Set exercise 1:
In the dream excerpt, what colors was the front lobby of the KFC lit up in?

Excerpt:
┄┄┄┄┄┄┄┄┄┄┄┄┄┄┄┄┄┄┄┄

Other than that, not a word was said by any of us. We walked into the building with the KFC logo on it and directly into an open door within that building. It was pitch black inside that room. We all stood there trying to find where the menu was. I could feel the presence of another man there with us, and had this odd feeling of being in like a kitchen, there was even this soft glow of a t-shirt he was wearing. There was a feeling of stoves, ovens, very metal like in feel. Yet, not once did I think I entered this place thru the wrong door. I was asking this man where the menu was. Why wouldn’t I ask him where the light was??
He eventually pointed to the front of the building, and it was only then did I realize I was in the wrong place. I was in the kitchen and not in the front lobby that was lit up and glowing red and white! Which happens to be KFC’s colors and the important color scheme of now thru August…. energy wise.
Not once during this dream did I question where I was, why I was and how did I get there? My kids and this man seemed to trust I knew what I was doing and no one questioned the pitch black of this room, save the man with the faintly glowing white t-shirt.
Once we moved into the front lobby and could see the menu, it was like everyone was awake and interactive. Yet, it was simply due to the (false) light of familiarity.
Now lets relate this to my June. This is sooooo relevant to all of us… in our moving beyond simply aware into AWAKE, in any given moment!!
My internal GPS system showed me that Rick was indeed Jorge, my bathtub Rock God. Yet… something wasn’t quite right. The energy itself, like landing in the kitchen of KFC had all the familiar sights and smells… but I could not, for the life of me, place my order (do the work I knew we could do together.)
I didn’t question it at all.
Then Archangel Michael showed up, always in the space of Ricks energy, soft black armor on with tiny pinholes of Light scattered about. I assumed he was showing me our (mine and ricks) combined energy field and once we lighten up together so would the guise Michael was constantly wearing.

┄┄┄┄┄┄┄┄┄┄┄┄┄┄┄┄┄┄┄┄

Provided data:
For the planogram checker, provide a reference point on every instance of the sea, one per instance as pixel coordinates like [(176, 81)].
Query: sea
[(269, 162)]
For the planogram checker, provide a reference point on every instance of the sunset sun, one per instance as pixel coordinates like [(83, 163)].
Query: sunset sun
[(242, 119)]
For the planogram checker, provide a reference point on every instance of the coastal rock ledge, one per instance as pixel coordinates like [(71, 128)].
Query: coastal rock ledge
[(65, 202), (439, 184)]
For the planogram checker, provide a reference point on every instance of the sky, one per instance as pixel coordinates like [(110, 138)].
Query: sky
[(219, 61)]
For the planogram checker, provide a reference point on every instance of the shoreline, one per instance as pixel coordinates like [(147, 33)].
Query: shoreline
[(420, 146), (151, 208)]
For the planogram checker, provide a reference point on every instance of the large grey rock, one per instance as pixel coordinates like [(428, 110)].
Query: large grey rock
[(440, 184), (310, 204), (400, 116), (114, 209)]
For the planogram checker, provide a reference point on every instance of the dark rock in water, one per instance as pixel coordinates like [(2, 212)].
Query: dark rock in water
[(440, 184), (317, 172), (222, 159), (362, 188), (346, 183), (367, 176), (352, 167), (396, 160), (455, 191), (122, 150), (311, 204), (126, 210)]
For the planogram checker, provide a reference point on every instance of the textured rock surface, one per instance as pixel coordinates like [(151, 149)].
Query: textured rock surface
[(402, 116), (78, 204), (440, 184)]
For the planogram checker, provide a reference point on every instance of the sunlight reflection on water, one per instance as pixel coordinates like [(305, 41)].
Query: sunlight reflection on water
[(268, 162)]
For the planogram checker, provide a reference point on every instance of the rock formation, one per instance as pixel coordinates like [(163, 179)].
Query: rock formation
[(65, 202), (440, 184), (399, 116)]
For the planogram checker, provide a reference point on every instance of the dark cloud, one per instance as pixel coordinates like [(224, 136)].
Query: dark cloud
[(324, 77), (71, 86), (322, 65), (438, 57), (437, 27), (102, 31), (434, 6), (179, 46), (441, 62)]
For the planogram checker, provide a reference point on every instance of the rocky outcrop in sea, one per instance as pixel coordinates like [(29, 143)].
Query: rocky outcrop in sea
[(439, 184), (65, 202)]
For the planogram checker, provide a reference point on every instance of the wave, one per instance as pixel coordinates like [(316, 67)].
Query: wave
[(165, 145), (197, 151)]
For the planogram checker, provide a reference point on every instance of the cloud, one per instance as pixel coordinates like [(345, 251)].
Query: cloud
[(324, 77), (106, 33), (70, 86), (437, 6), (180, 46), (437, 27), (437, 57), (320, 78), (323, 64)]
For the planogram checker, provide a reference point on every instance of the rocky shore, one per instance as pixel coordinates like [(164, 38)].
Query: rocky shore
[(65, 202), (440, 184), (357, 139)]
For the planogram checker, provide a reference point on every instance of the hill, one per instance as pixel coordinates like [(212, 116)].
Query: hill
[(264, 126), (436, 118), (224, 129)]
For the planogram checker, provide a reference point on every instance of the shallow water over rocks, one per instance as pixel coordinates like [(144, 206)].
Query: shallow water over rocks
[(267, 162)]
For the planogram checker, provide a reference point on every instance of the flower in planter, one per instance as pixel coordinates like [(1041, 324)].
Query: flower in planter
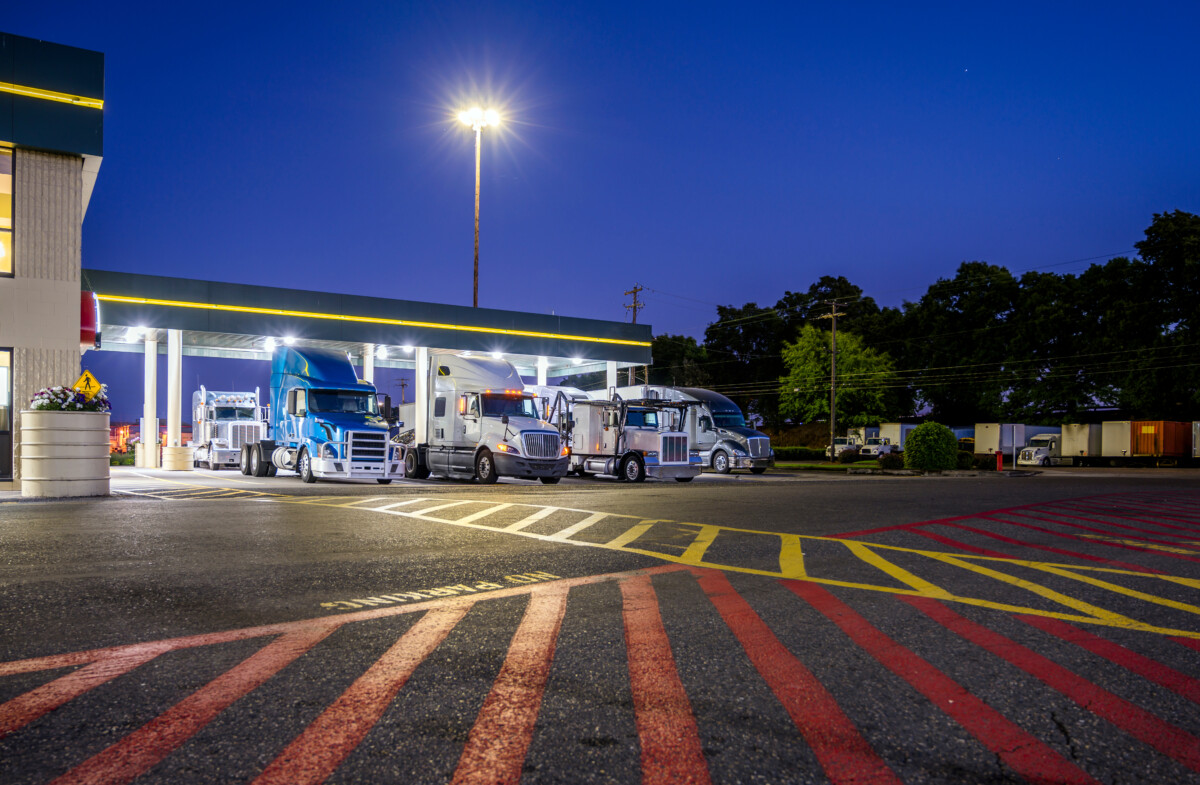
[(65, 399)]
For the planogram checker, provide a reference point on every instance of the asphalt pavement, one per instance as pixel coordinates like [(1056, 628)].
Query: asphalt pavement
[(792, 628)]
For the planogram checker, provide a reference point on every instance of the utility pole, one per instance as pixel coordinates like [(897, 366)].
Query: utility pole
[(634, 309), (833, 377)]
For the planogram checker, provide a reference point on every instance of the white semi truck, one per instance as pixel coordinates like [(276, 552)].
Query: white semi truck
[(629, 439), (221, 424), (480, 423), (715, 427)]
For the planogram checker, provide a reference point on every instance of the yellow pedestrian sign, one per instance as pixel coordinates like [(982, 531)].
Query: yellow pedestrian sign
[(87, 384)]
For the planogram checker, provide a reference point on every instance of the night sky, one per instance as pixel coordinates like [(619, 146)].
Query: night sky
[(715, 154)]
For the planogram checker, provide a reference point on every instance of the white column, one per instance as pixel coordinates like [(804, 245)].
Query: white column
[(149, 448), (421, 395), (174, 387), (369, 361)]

┄┄┄┄┄┄┄┄┄┄┄┄┄┄┄┄┄┄┄┄

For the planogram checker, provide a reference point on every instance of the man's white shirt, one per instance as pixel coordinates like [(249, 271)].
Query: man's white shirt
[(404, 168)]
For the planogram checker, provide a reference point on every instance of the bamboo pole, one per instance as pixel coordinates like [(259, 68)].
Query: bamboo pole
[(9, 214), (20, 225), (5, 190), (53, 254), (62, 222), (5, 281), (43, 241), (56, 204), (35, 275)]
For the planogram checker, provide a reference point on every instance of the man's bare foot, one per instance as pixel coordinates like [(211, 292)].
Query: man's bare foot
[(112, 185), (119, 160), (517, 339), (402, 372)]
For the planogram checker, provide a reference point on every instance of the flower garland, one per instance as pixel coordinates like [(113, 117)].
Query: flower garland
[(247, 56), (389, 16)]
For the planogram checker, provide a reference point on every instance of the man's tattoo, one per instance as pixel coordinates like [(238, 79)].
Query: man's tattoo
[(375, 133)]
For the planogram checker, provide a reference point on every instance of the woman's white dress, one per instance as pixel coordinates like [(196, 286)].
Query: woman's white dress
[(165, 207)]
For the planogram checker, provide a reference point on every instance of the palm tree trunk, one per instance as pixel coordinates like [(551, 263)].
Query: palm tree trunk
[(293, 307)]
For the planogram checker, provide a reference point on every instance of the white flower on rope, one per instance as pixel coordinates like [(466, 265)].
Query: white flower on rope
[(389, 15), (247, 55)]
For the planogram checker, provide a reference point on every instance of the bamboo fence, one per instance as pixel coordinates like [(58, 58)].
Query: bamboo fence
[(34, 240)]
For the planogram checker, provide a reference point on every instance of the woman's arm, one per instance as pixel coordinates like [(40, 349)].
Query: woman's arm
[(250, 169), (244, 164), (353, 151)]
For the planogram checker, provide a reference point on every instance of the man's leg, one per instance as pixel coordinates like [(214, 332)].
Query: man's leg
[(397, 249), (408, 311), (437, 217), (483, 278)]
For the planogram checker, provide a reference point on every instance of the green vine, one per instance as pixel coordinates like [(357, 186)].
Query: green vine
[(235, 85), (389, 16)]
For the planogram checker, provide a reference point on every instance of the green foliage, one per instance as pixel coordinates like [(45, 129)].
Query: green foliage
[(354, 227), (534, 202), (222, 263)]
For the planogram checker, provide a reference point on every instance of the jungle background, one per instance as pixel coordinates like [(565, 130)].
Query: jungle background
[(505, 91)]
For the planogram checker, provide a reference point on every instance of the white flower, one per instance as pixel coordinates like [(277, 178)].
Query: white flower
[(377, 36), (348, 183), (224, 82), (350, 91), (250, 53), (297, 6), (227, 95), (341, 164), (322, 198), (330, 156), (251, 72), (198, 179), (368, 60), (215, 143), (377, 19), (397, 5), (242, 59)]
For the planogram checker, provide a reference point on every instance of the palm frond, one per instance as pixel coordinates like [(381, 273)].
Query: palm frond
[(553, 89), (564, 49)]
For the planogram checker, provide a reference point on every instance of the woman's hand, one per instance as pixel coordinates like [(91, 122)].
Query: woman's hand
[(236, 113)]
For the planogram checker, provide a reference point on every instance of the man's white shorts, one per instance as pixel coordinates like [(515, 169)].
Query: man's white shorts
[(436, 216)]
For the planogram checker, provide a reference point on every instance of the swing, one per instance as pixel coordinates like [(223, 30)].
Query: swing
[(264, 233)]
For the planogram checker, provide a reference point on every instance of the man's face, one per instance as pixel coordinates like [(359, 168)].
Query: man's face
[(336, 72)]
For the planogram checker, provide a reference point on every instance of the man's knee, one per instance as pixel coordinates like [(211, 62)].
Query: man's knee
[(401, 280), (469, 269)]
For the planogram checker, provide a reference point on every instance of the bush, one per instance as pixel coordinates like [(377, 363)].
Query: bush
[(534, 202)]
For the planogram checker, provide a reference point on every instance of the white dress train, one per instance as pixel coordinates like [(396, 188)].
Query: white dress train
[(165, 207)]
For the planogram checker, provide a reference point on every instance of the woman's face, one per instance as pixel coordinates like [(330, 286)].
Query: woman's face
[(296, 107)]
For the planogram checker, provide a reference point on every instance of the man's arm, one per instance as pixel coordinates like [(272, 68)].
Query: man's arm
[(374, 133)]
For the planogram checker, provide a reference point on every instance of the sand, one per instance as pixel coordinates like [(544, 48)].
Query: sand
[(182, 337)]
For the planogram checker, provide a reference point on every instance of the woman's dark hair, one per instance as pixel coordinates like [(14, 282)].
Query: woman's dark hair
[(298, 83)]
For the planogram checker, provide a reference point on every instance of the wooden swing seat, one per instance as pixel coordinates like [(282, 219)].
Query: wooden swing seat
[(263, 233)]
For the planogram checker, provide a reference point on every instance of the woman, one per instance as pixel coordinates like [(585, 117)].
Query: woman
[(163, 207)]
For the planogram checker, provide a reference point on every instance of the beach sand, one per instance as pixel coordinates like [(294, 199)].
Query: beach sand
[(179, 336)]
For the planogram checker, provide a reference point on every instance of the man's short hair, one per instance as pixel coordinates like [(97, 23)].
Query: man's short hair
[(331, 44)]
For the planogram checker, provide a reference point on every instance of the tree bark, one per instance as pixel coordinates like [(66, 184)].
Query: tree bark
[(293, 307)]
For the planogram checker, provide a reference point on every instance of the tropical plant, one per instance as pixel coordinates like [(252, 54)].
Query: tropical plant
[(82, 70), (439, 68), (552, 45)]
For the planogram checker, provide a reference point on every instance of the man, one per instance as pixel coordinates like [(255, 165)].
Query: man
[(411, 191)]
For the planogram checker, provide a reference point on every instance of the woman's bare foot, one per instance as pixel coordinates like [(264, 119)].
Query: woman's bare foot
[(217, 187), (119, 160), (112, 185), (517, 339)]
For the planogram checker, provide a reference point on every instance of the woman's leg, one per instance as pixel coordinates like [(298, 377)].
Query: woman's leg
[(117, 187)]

┄┄┄┄┄┄┄┄┄┄┄┄┄┄┄┄┄┄┄┄

Set exercise 2:
Update the listing lines between the one holding "like [(238, 79)]." and the one holding "[(235, 85), (389, 16)]", inclusive, so that "planogram checker" becomes "layout checker". Leave everything else unchanged.

Exercise answer 1:
Red and white.

Exercise answer 2:
For the layout checker, provide a reference point on every instance of the man's tattoo, one per instance as pixel coordinates like [(238, 79)].
Query: man's tattoo
[(375, 133)]
For the layout checker, provide a reference point on every instance of the woman's white dress, one per instance as pixel coordinates like [(196, 286)].
Query: woman's white dress
[(165, 207)]
For the layout checker, provide a reference point on every instance of the palm tree trunk, one per instance as pixel coordinates like [(551, 263)].
Query: palm tree trunk
[(293, 307)]
For the layout checker, provide a reference point on every instance of the white flower on rope, one per instance as pixel coordinates like [(466, 265)].
Query: white flower on rope
[(389, 15), (247, 55)]
For the layout checker, provide a reference point on every instance of the bamboo fence, one per instance as pixel coordinates like [(58, 58)].
Query: bamboo fence
[(34, 240)]
For the layout checker, provide a reference point on every instance of the woman's arm, one per instance as pixel coordinates like [(40, 349)].
Query: woman's arm
[(250, 169), (244, 164), (353, 151)]
For the layout checker, provide a reference point on every instance of the man's leg, one per instance as pixel coordinates like [(214, 332)].
Query: man's leg
[(397, 249), (408, 311), (437, 217), (483, 278)]
For the layout checker, provide a reference point on every instance of the green vine, one per instance as pixel coordinates like [(357, 186)].
Query: green vine
[(235, 85), (389, 16)]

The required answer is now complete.